'''

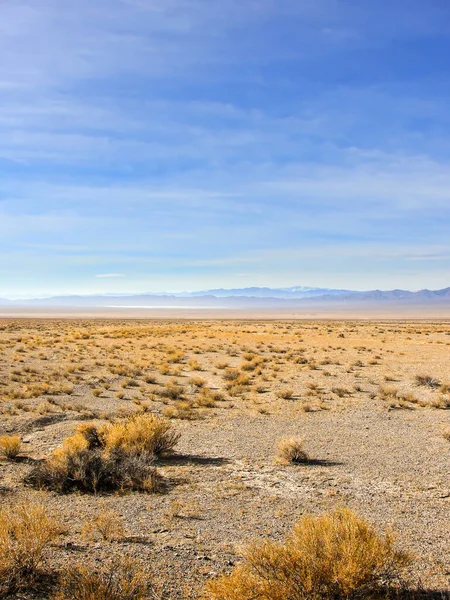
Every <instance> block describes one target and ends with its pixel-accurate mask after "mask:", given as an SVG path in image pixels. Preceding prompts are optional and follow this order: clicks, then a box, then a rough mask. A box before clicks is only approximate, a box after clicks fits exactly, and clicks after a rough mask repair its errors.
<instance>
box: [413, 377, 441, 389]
mask: <svg viewBox="0 0 450 600" xmlns="http://www.w3.org/2000/svg"><path fill="white" fill-rule="evenodd" d="M414 382H415V384H416V385H422V386H424V387H429V388H438V387H439V386H440V385H441V383H440V381H439V380H438V379H436V377H433V376H432V375H416V376H415V377H414Z"/></svg>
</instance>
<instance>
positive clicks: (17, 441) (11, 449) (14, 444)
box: [0, 435, 22, 460]
mask: <svg viewBox="0 0 450 600" xmlns="http://www.w3.org/2000/svg"><path fill="white" fill-rule="evenodd" d="M21 447H22V440H21V439H20V435H2V436H1V437H0V454H1V455H2V456H5V457H6V458H8V459H9V460H14V459H16V458H17V457H18V456H19V453H20V449H21Z"/></svg>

'''

## Exercise objective
Look through the records and copy down every line that holds "instance".

## Your response
Every <instance> block describes one target and ends with its pixel-accurate mask after "mask:", given as an SVG path in image pixels. Preceding prompts are optional and follow this order: clicks, then a box, then a rough mask. A box before clicks is only approximate, a box after clicks fits exactly, and clicks after a rough mask repair its errors.
<instance>
</instance>
<instance>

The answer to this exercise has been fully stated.